### PROBLEM
Count the lines in the material below that contain the string "sandy", with case counting, and give only the number.

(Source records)
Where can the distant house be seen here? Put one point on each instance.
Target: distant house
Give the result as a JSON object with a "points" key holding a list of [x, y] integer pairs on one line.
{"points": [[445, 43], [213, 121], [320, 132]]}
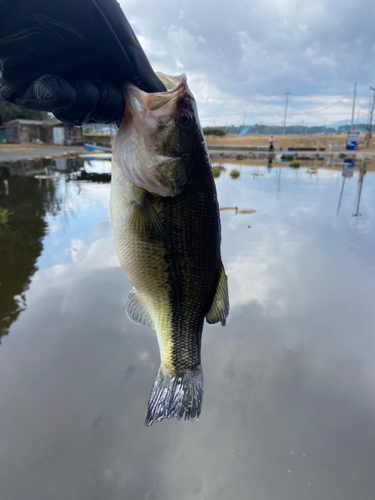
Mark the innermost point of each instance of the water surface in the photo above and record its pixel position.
(289, 405)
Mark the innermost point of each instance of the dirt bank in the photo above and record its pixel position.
(283, 142)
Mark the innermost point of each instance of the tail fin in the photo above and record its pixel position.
(178, 396)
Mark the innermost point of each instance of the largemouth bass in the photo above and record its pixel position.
(166, 223)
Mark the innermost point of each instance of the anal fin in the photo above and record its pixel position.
(145, 220)
(136, 311)
(220, 305)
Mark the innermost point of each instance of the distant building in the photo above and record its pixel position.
(30, 131)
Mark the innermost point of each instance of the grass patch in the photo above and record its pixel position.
(234, 173)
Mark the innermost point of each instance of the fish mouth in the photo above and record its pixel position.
(143, 106)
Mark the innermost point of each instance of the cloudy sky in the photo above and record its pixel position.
(241, 56)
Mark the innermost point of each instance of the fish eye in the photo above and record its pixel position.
(185, 118)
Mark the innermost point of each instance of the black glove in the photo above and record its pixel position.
(81, 102)
(70, 57)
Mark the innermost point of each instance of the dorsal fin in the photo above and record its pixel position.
(136, 311)
(220, 305)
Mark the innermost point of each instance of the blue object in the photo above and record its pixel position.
(93, 147)
(352, 139)
(348, 168)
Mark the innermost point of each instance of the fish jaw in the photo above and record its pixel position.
(151, 147)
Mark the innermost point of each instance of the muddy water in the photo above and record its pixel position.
(289, 408)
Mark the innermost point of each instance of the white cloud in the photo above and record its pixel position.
(250, 52)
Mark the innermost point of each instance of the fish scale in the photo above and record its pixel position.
(168, 240)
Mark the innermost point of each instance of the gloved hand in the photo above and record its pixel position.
(81, 102)
(70, 57)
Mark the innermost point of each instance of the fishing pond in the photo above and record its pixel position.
(289, 379)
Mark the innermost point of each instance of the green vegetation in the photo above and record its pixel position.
(234, 173)
(218, 131)
(4, 216)
(294, 164)
(217, 169)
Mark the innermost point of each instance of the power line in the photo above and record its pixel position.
(287, 93)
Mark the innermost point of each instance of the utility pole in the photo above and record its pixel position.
(370, 124)
(354, 96)
(287, 93)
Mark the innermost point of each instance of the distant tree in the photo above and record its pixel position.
(9, 111)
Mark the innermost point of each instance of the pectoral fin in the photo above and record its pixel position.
(220, 305)
(136, 310)
(145, 220)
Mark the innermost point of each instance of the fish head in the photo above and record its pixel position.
(158, 137)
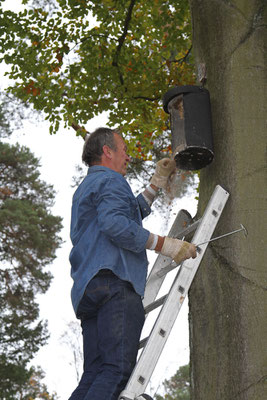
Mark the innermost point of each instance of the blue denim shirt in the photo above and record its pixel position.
(107, 232)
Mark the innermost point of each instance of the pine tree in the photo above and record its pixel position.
(28, 242)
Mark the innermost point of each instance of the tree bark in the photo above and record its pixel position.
(228, 298)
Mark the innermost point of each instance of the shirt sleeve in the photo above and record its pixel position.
(119, 215)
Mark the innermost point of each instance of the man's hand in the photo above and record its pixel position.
(164, 169)
(178, 250)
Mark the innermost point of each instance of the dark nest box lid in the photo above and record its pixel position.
(191, 129)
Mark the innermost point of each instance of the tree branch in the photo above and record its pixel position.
(122, 39)
(124, 33)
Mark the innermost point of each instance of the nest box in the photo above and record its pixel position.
(191, 128)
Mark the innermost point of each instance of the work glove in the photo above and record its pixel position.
(178, 250)
(164, 168)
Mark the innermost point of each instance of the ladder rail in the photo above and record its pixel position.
(155, 281)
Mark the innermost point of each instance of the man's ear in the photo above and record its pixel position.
(107, 152)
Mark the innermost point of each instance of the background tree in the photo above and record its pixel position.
(28, 242)
(34, 388)
(228, 299)
(178, 386)
(76, 59)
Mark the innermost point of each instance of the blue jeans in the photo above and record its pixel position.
(112, 317)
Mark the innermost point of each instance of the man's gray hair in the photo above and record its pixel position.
(93, 146)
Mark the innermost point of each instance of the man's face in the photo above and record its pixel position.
(120, 158)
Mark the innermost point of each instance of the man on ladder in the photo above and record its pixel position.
(109, 264)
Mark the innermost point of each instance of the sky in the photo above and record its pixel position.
(59, 154)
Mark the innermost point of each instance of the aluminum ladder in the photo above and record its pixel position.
(171, 303)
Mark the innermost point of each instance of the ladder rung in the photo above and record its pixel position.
(155, 304)
(142, 342)
(164, 271)
(191, 228)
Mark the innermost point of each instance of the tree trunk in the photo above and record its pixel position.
(228, 298)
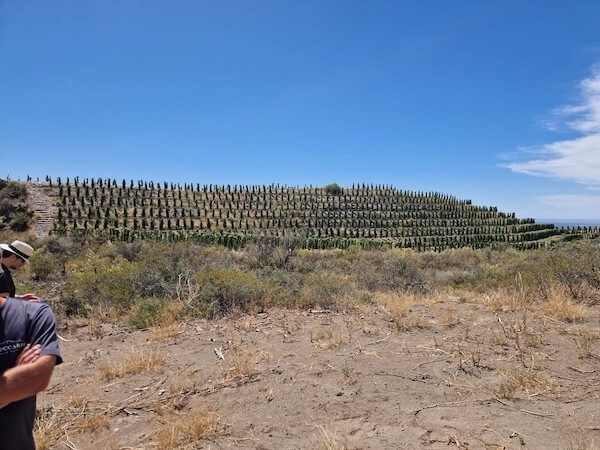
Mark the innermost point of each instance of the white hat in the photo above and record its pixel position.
(19, 248)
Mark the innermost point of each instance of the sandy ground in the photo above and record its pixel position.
(447, 374)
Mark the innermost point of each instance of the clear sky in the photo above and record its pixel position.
(494, 101)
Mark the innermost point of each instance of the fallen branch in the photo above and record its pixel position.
(429, 362)
(533, 413)
(420, 380)
(380, 340)
(441, 405)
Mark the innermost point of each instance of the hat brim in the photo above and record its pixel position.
(7, 248)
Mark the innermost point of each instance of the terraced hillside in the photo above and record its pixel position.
(323, 217)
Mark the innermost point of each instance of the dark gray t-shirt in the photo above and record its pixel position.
(23, 322)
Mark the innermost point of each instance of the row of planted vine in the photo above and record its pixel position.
(363, 212)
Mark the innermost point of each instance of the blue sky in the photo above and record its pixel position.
(494, 101)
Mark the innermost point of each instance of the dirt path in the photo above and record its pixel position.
(457, 376)
(43, 205)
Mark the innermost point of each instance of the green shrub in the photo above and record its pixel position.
(43, 266)
(324, 290)
(223, 290)
(147, 312)
(100, 283)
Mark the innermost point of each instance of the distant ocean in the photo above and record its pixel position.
(571, 222)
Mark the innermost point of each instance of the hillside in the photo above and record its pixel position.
(324, 217)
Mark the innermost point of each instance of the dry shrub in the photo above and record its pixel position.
(507, 300)
(325, 290)
(450, 318)
(327, 338)
(527, 380)
(331, 440)
(403, 316)
(586, 341)
(523, 334)
(239, 362)
(136, 361)
(47, 429)
(565, 309)
(187, 428)
(89, 422)
(166, 333)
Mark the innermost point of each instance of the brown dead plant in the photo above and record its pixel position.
(137, 361)
(183, 429)
(326, 338)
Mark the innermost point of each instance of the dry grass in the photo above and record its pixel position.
(327, 338)
(507, 300)
(565, 309)
(89, 422)
(403, 309)
(182, 429)
(529, 381)
(586, 341)
(134, 362)
(331, 440)
(47, 430)
(238, 362)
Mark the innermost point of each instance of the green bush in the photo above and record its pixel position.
(101, 283)
(147, 312)
(325, 290)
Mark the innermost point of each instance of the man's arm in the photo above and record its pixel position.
(26, 380)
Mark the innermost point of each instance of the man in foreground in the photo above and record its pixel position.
(13, 256)
(28, 353)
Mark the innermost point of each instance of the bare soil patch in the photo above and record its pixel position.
(441, 373)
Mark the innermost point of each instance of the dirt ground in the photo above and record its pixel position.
(443, 373)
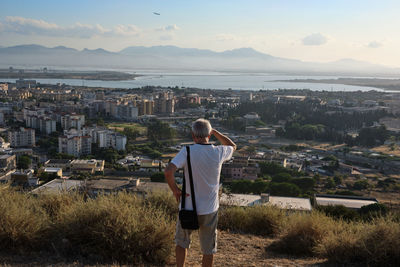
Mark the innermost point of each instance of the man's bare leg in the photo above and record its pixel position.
(180, 253)
(207, 260)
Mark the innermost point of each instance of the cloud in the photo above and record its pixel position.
(167, 37)
(169, 28)
(315, 39)
(27, 26)
(223, 37)
(374, 44)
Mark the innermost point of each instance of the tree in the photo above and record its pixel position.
(158, 177)
(24, 162)
(284, 189)
(131, 133)
(281, 178)
(158, 130)
(330, 183)
(361, 185)
(304, 183)
(338, 179)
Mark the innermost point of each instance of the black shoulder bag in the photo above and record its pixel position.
(188, 218)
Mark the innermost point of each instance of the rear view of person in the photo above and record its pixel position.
(206, 162)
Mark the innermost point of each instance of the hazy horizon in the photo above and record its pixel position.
(310, 31)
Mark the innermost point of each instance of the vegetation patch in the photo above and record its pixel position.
(258, 220)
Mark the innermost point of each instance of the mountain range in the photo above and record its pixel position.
(176, 58)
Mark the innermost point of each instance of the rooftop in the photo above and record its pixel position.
(347, 201)
(57, 186)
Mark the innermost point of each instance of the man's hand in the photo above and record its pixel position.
(223, 139)
(177, 194)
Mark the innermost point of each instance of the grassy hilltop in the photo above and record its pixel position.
(125, 229)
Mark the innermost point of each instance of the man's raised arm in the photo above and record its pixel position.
(169, 173)
(225, 140)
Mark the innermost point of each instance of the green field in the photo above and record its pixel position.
(131, 125)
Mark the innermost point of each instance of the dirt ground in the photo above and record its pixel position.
(233, 250)
(245, 250)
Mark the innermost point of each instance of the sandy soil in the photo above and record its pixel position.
(233, 250)
(245, 250)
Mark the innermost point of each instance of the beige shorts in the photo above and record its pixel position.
(207, 233)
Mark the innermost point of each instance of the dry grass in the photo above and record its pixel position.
(115, 228)
(303, 232)
(123, 229)
(22, 224)
(259, 220)
(374, 244)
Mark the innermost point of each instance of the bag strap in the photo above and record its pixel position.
(191, 183)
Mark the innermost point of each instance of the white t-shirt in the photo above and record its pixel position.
(206, 161)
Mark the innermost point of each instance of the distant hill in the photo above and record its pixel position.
(176, 58)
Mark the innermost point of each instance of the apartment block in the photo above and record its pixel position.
(45, 124)
(72, 121)
(73, 143)
(24, 137)
(7, 162)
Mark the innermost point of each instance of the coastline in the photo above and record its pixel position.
(79, 75)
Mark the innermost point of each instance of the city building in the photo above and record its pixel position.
(64, 164)
(42, 123)
(351, 202)
(8, 162)
(72, 121)
(24, 137)
(112, 139)
(73, 143)
(87, 165)
(286, 203)
(21, 83)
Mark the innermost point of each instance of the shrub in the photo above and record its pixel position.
(373, 210)
(339, 212)
(116, 228)
(22, 224)
(373, 244)
(303, 233)
(284, 189)
(164, 202)
(259, 220)
(282, 178)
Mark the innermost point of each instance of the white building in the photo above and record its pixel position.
(73, 143)
(43, 123)
(127, 112)
(72, 121)
(22, 138)
(111, 139)
(105, 137)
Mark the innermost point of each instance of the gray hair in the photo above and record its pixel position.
(201, 128)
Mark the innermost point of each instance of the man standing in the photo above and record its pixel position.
(206, 161)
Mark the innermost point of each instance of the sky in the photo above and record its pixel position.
(308, 30)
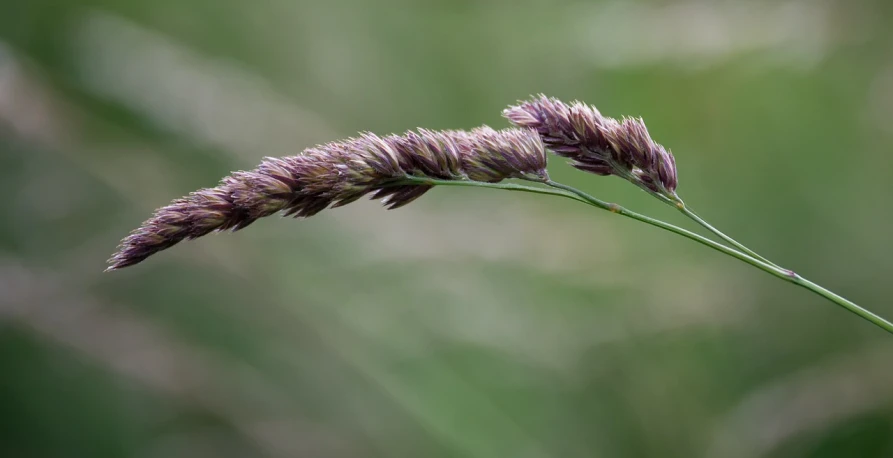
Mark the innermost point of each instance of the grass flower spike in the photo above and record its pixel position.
(599, 144)
(393, 168)
(400, 168)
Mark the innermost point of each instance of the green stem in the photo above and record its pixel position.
(765, 266)
(694, 217)
(580, 196)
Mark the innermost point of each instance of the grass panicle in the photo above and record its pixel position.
(599, 144)
(335, 174)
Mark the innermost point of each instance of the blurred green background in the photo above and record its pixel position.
(472, 323)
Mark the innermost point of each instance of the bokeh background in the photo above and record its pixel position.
(472, 323)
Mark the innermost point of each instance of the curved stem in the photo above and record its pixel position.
(785, 274)
(580, 196)
(694, 217)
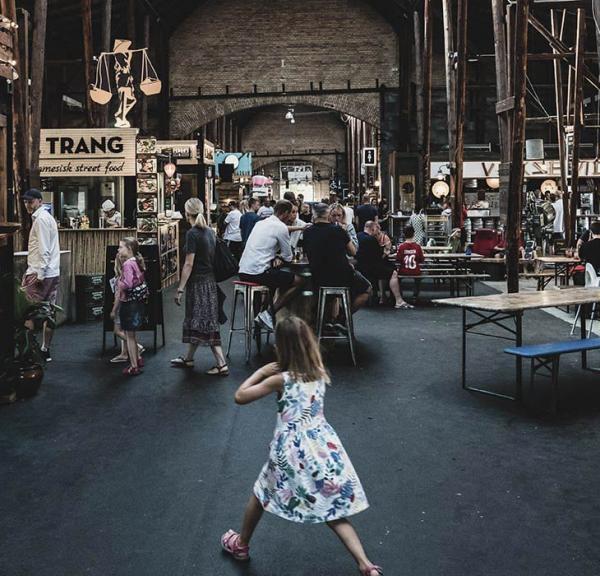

### TASK RESULT
2